TO BE DONE :: Present the material below as a two-column CSV with the headers "label" and "point," one row per entry. Put each value in its own quoted field and replace any line breaks with spaces.
═══ TASK INPUT
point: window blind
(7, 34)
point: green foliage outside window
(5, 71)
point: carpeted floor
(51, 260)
══════
RESULT ::
label,point
"point: window blind","(7, 34)"
"point: green foliage outside window","(5, 71)"
"point: carpeted floor","(51, 260)"